## What the task asks
Each record here should be printed again exactly; please leave its pictures out.
Content starts
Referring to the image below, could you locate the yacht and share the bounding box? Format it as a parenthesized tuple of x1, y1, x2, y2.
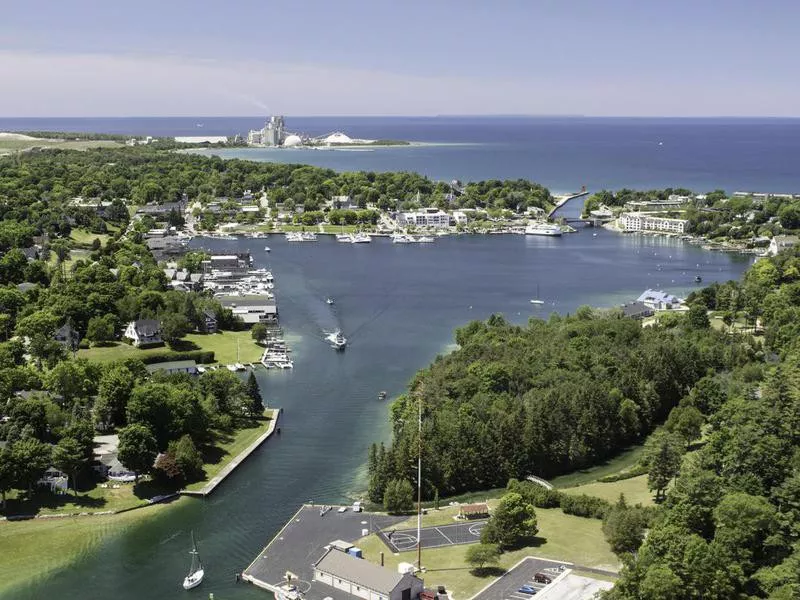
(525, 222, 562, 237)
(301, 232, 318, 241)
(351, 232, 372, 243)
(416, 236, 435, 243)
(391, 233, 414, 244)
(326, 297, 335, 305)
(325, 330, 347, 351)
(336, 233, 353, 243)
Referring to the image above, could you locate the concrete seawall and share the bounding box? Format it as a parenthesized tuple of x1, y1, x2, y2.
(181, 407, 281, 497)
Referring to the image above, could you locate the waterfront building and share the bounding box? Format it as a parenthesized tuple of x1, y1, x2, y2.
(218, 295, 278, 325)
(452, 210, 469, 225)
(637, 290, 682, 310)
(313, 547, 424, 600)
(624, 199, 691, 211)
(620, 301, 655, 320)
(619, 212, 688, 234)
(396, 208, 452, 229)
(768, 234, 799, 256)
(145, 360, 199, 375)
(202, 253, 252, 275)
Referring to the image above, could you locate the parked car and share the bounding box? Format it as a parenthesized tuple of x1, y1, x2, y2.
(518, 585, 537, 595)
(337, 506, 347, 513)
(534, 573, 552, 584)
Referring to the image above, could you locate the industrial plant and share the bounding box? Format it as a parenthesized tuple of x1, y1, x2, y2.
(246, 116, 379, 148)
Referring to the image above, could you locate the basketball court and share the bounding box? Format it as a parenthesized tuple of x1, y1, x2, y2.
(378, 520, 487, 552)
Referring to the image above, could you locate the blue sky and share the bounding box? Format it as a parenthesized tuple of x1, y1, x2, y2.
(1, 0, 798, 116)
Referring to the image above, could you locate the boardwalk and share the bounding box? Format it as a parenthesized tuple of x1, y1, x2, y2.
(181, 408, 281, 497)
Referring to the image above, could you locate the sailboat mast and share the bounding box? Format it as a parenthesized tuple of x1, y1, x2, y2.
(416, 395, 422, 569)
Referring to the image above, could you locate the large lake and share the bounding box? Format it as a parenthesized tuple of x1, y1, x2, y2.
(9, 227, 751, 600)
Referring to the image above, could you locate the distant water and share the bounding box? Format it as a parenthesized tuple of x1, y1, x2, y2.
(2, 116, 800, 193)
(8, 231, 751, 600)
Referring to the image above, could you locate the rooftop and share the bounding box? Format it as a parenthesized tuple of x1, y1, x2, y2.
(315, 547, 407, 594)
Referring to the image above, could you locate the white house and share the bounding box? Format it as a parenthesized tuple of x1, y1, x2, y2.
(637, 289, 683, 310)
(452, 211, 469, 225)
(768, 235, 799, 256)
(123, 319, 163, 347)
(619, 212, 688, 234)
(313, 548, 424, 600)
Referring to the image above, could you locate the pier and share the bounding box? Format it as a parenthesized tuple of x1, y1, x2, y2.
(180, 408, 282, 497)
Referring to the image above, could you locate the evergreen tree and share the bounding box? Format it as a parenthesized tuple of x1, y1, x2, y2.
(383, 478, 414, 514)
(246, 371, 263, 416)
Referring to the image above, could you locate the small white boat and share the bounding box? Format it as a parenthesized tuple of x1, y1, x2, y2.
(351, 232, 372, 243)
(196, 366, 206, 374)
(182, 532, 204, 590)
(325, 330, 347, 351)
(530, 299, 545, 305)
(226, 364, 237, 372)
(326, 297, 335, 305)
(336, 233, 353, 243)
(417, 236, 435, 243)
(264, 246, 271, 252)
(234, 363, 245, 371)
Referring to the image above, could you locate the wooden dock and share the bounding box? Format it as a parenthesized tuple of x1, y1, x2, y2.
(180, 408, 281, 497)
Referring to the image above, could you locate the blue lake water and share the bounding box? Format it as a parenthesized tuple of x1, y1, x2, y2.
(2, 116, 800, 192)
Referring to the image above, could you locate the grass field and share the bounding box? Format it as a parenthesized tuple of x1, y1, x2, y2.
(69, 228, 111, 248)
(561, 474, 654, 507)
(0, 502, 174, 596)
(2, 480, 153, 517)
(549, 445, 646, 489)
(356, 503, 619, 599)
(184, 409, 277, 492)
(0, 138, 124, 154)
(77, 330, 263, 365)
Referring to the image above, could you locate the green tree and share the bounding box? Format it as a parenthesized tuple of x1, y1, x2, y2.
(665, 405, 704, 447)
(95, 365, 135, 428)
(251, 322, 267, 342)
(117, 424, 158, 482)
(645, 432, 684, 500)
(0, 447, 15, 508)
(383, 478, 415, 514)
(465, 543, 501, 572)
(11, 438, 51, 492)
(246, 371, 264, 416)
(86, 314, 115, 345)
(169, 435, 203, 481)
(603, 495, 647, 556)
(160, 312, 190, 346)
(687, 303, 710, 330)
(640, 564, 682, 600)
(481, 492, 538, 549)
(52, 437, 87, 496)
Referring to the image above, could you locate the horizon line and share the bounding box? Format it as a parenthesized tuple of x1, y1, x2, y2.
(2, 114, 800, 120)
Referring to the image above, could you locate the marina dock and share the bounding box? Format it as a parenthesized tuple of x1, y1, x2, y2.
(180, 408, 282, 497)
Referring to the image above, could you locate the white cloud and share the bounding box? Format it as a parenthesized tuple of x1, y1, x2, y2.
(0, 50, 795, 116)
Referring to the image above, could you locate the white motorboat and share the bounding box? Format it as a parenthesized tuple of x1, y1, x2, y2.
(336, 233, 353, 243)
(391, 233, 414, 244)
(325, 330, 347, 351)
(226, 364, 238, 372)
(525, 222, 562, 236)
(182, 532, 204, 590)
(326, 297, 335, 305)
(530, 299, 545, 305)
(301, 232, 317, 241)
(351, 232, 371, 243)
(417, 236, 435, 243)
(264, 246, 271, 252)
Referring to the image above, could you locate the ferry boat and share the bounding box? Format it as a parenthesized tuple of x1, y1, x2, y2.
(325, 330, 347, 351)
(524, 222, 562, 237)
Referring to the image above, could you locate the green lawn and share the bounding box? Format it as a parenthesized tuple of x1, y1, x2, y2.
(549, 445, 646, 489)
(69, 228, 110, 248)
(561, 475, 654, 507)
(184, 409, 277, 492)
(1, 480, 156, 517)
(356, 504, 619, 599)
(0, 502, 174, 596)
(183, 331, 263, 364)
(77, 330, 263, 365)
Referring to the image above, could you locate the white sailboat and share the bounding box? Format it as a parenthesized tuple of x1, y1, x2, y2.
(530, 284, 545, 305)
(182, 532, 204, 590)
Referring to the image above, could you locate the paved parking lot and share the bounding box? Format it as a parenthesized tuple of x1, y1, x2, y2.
Content ends
## Your response
Referring to the image below, could you locate the yacht and share the bounding box? Format it as a parenthesized tuple of x1, y1, x2, y2.
(525, 222, 562, 237)
(301, 232, 318, 241)
(351, 232, 372, 243)
(416, 236, 435, 243)
(391, 233, 414, 244)
(326, 297, 335, 305)
(325, 330, 347, 351)
(336, 233, 353, 243)
Referring to the image above, could you locate the concrete seawall and share the bounding box? Format it as a parenthesized tuple of x1, y1, x2, y2.
(181, 407, 281, 497)
Referring to the image above, could you locate the waterfront building and share the bounding box? Format it as a parenthesized tuple of x1, y1, x2, y2.
(218, 295, 278, 325)
(452, 210, 469, 225)
(637, 290, 682, 310)
(313, 547, 424, 600)
(624, 199, 691, 211)
(620, 301, 655, 320)
(619, 212, 688, 234)
(396, 208, 452, 229)
(768, 234, 799, 256)
(145, 360, 199, 375)
(202, 253, 252, 275)
Referring to the image above, could you locate the parked car and share the bounding box? Format it as a parenthesized tuple of x1, y1, x2, y2.
(518, 585, 537, 595)
(337, 506, 347, 513)
(534, 573, 552, 584)
Referring to the image above, could you locate the industrial plant and share the bounding box? Format it as a parenthesized tuple of x1, y1, x2, y2.
(246, 116, 379, 148)
Referring to the image above, could you locate the basketball court and share the bounding box? Format it as a parenthesized tuple of x1, y1, x2, y2.
(378, 520, 487, 552)
Referring to the image above, could you locate the blue sky and share the bounding box? Format it as a parenthesized tuple of x1, y1, x2, y2.
(1, 0, 798, 116)
Referring to the image above, could you locate the boardwalk and share the bounding box? Format it as a parenthesized tuple of x1, y1, x2, y2.
(181, 408, 281, 497)
Referring to the image above, could you locate the sailboat mast and share the bounding box? Format it as a parenthesized tuple of x1, y1, x2, y2.
(416, 395, 422, 569)
Referring to the image above, could you locate the large lake and share the bounding box? Format it as a parenthesized tuple of x1, y1, x2, y2.
(9, 227, 751, 600)
Referring to the image above, could you locate the distant water and share the bounding box? Format it as a parenthesized tuple of x1, y1, x2, y2.
(2, 116, 800, 193)
(8, 231, 751, 600)
Referring to the image above, could you locate the rooftop and share the bounding box? Format it as a parenthesized tuple of x1, y1, x2, y2.
(315, 547, 407, 594)
Referring to the image above, could you locate the white house and share the bounding box? Format it as a parenthesized tuple of x1, y1, x2, y2.
(637, 289, 683, 310)
(452, 211, 469, 225)
(768, 235, 799, 256)
(123, 319, 163, 347)
(619, 212, 688, 234)
(313, 548, 424, 600)
Referring to the image above, could you locate the pier and share the bounding box? Format it as a parenthesized tuple of x1, y1, x2, y2.
(180, 408, 282, 497)
Referring to the image above, could you locate the evergreen tree and share the bounding box? Format it as a parenthesized tuple of x1, y1, x2, y2.
(383, 478, 414, 514)
(246, 371, 263, 416)
Referring to the image above, could you locate the small white boat and share the bounding box? Format it as a parenthesized tuple of x1, y1, x2, y2.
(351, 232, 372, 243)
(196, 366, 206, 374)
(182, 532, 204, 590)
(325, 330, 347, 351)
(530, 299, 545, 305)
(226, 364, 237, 372)
(326, 297, 335, 305)
(336, 233, 353, 243)
(417, 236, 435, 243)
(264, 246, 271, 252)
(234, 363, 245, 371)
Referring to the image above, could you locate the wooden dock and share the bounding box? Format it as a parenthesized tuple of x1, y1, x2, y2.
(180, 408, 281, 497)
Referring to the image above, could you locate the blue lake water and share the bounding box? Format it as a parenthesized tuple of x1, y1, x2, y2.
(2, 116, 800, 192)
Referring to the image above, could you locate the grass field and share the bounding box? Format it as a parenthesized tuple of x1, y1, x2, y2.
(69, 228, 111, 248)
(561, 474, 654, 507)
(0, 502, 174, 596)
(2, 480, 153, 517)
(549, 445, 646, 489)
(356, 503, 619, 599)
(184, 409, 277, 492)
(0, 138, 124, 154)
(77, 330, 263, 365)
Referring to the image above, could you locate the green tree and share the bounding box? Format it as a parenthesized tuple of x1, y1, x2, y2.
(665, 405, 704, 447)
(95, 365, 135, 428)
(251, 322, 267, 342)
(117, 424, 158, 482)
(645, 432, 684, 500)
(0, 447, 15, 508)
(383, 478, 415, 514)
(465, 543, 501, 572)
(11, 438, 51, 492)
(246, 371, 264, 416)
(86, 314, 115, 345)
(169, 435, 203, 481)
(603, 495, 647, 556)
(160, 312, 190, 346)
(687, 303, 710, 330)
(640, 564, 682, 600)
(481, 492, 538, 549)
(52, 437, 87, 496)
Referring to the image above, could you locate the horizon line and share the bounding box? Format it as a parenthesized tuple of x1, y1, x2, y2.
(2, 114, 800, 120)
Referring to the image above, could you locate the marina dock and share the bounding box? Format it as a parenthesized tuple of x1, y1, x2, y2.
(180, 408, 282, 497)
Referring to the image above, could you locate the white cloud and share the bounding box? Format it as a parenthesized tuple of x1, y1, x2, y2.
(0, 50, 795, 116)
Referring to the image above, could you locate the white motorboat and share the bounding box? Format it as a parenthesized tuple of x1, y1, x2, y2.
(336, 233, 353, 243)
(391, 233, 414, 244)
(325, 330, 347, 351)
(226, 364, 238, 372)
(525, 222, 562, 236)
(182, 532, 204, 590)
(326, 297, 335, 305)
(530, 299, 545, 305)
(301, 232, 317, 241)
(351, 232, 371, 243)
(417, 236, 435, 243)
(264, 246, 271, 252)
Referring to the image above, could you locate the ferry boat and share the bounding box? Format it as a parenthesized tuple of x1, y1, x2, y2.
(325, 330, 347, 351)
(524, 222, 562, 237)
Referring to the image above, could you locate the green lawn and share the bounding box? Format it as a parenthesized tuple of x1, y1, x2, y2.
(549, 445, 646, 489)
(69, 228, 110, 248)
(561, 475, 654, 507)
(184, 409, 277, 492)
(1, 480, 156, 517)
(356, 504, 619, 599)
(0, 502, 174, 596)
(183, 331, 263, 364)
(77, 330, 263, 365)
Referring to the image above, could you locate the white sailboat and share the bounding box? Format it as a parenthesized tuple of x1, y1, x2, y2.
(530, 284, 545, 305)
(182, 532, 204, 590)
Referring to the image above, could you locate the paved parking lot and share the bounding box? Format it as a parenthesized tuple of x1, y1, x2, y2.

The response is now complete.